Convert the items from the start through the line containing "pixel 438 355" into a JSON list of strings, one string per line, with blank lines dropped and the pictures left out.

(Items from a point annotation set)
________________
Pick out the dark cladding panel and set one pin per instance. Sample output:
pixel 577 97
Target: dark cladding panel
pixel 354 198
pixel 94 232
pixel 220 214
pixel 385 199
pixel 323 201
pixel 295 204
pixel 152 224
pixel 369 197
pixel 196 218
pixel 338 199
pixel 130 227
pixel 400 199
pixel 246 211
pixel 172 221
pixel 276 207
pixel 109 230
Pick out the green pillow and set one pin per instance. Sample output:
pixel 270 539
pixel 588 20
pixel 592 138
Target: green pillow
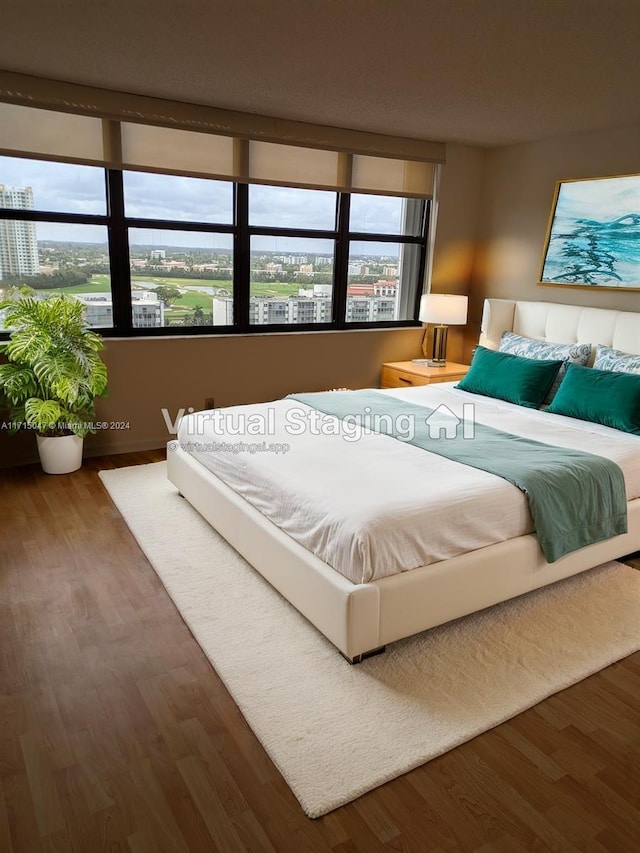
pixel 600 396
pixel 524 381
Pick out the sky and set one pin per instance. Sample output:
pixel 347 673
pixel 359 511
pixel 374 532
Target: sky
pixel 70 188
pixel 601 199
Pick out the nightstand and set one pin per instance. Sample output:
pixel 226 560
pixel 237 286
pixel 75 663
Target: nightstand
pixel 400 374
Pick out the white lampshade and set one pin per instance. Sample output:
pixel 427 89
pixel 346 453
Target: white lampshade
pixel 443 308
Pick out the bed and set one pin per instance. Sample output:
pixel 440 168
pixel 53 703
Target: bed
pixel 457 557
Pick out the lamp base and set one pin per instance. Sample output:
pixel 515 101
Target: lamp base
pixel 438 355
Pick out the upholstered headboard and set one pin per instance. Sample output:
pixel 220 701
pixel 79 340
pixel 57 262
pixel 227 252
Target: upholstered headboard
pixel 562 324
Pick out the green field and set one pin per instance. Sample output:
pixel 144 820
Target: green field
pixel 190 298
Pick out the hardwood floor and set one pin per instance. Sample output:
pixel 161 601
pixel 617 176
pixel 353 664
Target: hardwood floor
pixel 117 735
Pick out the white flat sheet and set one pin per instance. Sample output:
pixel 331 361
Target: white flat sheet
pixel 372 506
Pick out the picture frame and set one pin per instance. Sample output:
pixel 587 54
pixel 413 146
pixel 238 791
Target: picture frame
pixel 593 234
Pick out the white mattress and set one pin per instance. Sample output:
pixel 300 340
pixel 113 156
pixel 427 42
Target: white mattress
pixel 375 506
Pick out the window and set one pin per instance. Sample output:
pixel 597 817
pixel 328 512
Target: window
pixel 54 232
pixel 150 253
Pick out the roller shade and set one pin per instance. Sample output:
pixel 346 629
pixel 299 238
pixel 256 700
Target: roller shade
pixel 139 133
pixel 43 133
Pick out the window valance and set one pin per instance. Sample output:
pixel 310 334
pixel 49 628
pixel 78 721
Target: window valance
pixel 66 121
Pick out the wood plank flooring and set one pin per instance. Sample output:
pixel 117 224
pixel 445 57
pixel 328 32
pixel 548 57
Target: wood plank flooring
pixel 117 735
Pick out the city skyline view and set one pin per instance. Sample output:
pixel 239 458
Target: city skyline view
pixel 185 276
pixel 73 188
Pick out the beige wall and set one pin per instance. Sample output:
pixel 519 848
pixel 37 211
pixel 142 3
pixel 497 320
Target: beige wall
pixel 147 375
pixel 519 187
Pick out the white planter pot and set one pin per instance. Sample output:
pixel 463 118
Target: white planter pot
pixel 60 454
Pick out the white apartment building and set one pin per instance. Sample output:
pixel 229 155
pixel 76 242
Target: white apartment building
pixel 18 240
pixel 266 310
pixel 147 310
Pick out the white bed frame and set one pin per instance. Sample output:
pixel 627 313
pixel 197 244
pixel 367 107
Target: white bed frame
pixel 360 619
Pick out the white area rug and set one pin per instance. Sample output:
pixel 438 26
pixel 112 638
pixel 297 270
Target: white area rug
pixel 336 731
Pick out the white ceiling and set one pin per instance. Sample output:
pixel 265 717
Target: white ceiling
pixel 486 72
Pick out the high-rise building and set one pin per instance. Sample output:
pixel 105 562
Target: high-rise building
pixel 18 239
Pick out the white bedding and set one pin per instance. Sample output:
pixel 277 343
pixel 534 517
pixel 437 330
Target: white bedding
pixel 375 506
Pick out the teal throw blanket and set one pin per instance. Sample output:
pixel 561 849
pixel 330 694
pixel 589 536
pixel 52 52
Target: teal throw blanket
pixel 575 498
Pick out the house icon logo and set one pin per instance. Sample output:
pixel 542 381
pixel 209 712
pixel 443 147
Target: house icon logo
pixel 444 423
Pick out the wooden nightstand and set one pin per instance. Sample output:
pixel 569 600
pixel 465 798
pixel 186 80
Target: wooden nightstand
pixel 400 374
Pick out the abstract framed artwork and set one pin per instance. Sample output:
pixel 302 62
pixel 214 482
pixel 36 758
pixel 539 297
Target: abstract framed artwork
pixel 593 237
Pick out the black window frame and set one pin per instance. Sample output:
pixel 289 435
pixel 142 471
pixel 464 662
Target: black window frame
pixel 118 225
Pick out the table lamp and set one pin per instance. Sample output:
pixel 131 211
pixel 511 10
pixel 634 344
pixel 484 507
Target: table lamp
pixel 442 310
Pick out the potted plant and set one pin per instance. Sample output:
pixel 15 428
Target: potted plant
pixel 52 375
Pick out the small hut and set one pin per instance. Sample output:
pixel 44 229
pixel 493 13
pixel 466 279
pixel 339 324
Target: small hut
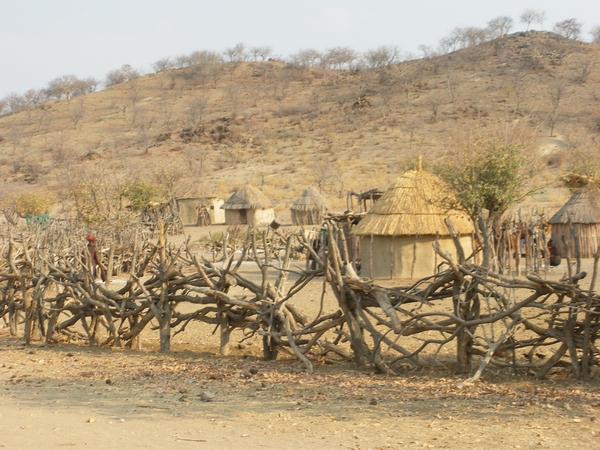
pixel 201 211
pixel 248 206
pixel 309 208
pixel 398 233
pixel 582 210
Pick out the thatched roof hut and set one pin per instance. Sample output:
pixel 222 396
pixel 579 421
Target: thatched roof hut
pixel 583 211
pixel 398 233
pixel 248 206
pixel 201 211
pixel 309 208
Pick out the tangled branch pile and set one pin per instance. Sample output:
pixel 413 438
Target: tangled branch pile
pixel 467 310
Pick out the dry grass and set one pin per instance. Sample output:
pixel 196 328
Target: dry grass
pixel 294 126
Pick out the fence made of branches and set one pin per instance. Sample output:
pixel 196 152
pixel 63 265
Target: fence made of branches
pixel 463 318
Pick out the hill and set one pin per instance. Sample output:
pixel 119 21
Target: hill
pixel 208 128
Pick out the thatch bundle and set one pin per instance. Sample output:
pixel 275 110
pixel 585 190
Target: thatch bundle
pixel 414 204
pixel 309 208
pixel 581 214
pixel 248 197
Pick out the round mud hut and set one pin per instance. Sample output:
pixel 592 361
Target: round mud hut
pixel 582 210
pixel 309 208
pixel 398 233
pixel 248 206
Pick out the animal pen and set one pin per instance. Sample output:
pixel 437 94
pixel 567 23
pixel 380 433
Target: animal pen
pixel 462 317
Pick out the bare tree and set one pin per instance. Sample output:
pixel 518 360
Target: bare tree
pixel 500 26
pixel 63 86
pixel 181 61
pixel 15 102
pixel 382 56
pixel 124 74
pixel 530 16
pixel 338 58
pixel 306 58
pixel 569 28
pixel 77 111
pixel 595 32
pixel 263 52
pixel 162 64
pixel 237 53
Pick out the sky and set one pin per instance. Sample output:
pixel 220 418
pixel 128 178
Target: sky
pixel 44 39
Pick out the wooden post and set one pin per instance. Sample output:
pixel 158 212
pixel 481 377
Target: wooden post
pixel 109 266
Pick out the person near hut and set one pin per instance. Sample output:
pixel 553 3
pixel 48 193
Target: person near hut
pixel 94 258
pixel 553 258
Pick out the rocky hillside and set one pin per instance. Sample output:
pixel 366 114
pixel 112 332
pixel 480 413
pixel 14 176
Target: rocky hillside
pixel 208 128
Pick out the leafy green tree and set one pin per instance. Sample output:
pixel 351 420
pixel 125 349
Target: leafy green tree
pixel 487 172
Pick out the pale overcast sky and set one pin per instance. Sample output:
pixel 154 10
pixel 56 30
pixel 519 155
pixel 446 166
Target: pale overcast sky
pixel 44 39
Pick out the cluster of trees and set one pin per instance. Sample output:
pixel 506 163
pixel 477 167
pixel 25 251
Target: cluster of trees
pixel 463 37
pixel 208 64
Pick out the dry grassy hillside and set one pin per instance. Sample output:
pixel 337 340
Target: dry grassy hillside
pixel 208 129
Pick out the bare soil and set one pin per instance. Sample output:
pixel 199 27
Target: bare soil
pixel 73 395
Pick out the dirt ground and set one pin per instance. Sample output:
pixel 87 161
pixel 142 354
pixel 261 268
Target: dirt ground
pixel 70 395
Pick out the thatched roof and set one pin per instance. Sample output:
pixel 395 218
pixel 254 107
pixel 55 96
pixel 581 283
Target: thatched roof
pixel 413 204
pixel 310 200
pixel 582 207
pixel 248 197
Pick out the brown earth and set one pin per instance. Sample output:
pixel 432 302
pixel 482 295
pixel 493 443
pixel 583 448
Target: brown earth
pixel 283 127
pixel 70 395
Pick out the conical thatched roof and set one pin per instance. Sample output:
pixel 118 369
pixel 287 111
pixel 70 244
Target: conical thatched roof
pixel 413 204
pixel 582 207
pixel 247 197
pixel 310 200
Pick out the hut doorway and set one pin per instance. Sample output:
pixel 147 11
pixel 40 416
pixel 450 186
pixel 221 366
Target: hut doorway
pixel 244 216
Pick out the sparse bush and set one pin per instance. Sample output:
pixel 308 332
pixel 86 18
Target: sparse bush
pixel 30 204
pixel 124 74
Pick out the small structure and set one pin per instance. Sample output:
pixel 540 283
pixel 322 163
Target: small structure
pixel 248 206
pixel 309 208
pixel 364 200
pixel 582 210
pixel 398 233
pixel 201 211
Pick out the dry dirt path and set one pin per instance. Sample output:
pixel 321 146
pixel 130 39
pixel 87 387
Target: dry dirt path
pixel 60 396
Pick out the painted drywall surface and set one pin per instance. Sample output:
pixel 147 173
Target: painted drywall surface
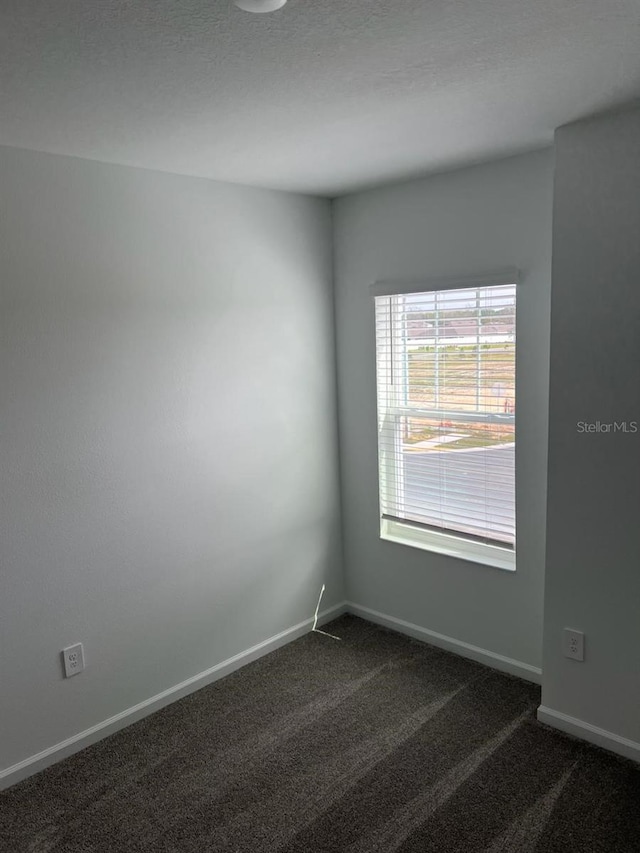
pixel 169 474
pixel 593 539
pixel 467 222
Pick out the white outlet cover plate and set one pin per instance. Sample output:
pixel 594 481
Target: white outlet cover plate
pixel 573 644
pixel 73 657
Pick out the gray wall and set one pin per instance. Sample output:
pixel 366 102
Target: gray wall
pixel 169 470
pixel 468 222
pixel 593 545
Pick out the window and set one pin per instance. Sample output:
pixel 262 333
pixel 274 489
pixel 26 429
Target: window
pixel 446 417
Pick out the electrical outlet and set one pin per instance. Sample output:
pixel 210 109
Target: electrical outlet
pixel 73 657
pixel 573 644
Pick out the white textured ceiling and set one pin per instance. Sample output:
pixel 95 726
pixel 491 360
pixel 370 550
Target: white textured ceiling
pixel 324 96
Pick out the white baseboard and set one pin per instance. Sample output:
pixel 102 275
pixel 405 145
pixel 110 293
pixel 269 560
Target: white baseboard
pixel 492 659
pixel 68 747
pixel 592 734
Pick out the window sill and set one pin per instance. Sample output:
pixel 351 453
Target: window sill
pixel 451 546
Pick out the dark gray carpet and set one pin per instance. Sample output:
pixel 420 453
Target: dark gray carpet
pixel 374 743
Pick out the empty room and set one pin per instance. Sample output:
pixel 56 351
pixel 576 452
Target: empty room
pixel 320 426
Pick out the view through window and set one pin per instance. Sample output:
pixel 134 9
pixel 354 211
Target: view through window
pixel 446 411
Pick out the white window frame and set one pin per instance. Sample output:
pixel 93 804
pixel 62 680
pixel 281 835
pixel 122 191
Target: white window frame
pixel 445 542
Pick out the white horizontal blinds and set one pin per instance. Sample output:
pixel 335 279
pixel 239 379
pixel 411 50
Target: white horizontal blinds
pixel 446 410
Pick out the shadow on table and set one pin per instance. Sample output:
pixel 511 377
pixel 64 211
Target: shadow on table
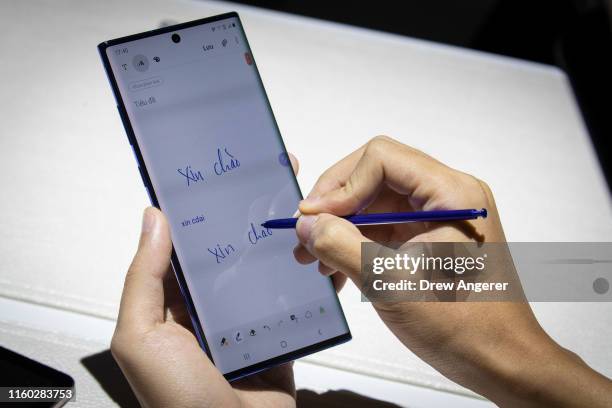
________________
> **Result of this task**:
[
  "Pick out the dark cladding panel and set one pin per instance. Sample output:",
  "pixel 577 97",
  "Target: dark cladding panel",
  "pixel 354 198",
  "pixel 94 232",
  "pixel 220 214",
  "pixel 385 199",
  "pixel 323 201",
  "pixel 295 204",
  "pixel 152 224",
  "pixel 369 197",
  "pixel 196 218",
  "pixel 338 199",
  "pixel 130 227",
  "pixel 400 199",
  "pixel 246 211",
  "pixel 172 221",
  "pixel 276 207",
  "pixel 109 230",
  "Pick out the green pillow and set one pin per instance. Sample output:",
  "pixel 270 539",
  "pixel 588 20",
  "pixel 592 138",
  "Target: green pillow",
  "pixel 600 396",
  "pixel 524 381",
  "Pick out the sky and set one pin per instance. Sample output:",
  "pixel 347 673",
  "pixel 359 511",
  "pixel 374 532",
  "Target: sky",
  "pixel 70 188",
  "pixel 601 199",
  "Pick out the nightstand and set one pin per instance. Sample output:",
  "pixel 226 560",
  "pixel 237 286",
  "pixel 75 663",
  "Target: nightstand",
  "pixel 400 374",
  "Pick out the white lampshade and set one pin per instance. Sample output:",
  "pixel 427 89",
  "pixel 346 453",
  "Target: white lampshade",
  "pixel 443 308",
  "Pick out the bed and set one pin per instance. Sample output:",
  "pixel 440 168",
  "pixel 53 703",
  "Target: bed",
  "pixel 457 557",
  "Pick out the lamp base and set one pin per instance. Sample output:",
  "pixel 515 101",
  "Target: lamp base",
  "pixel 438 355"
]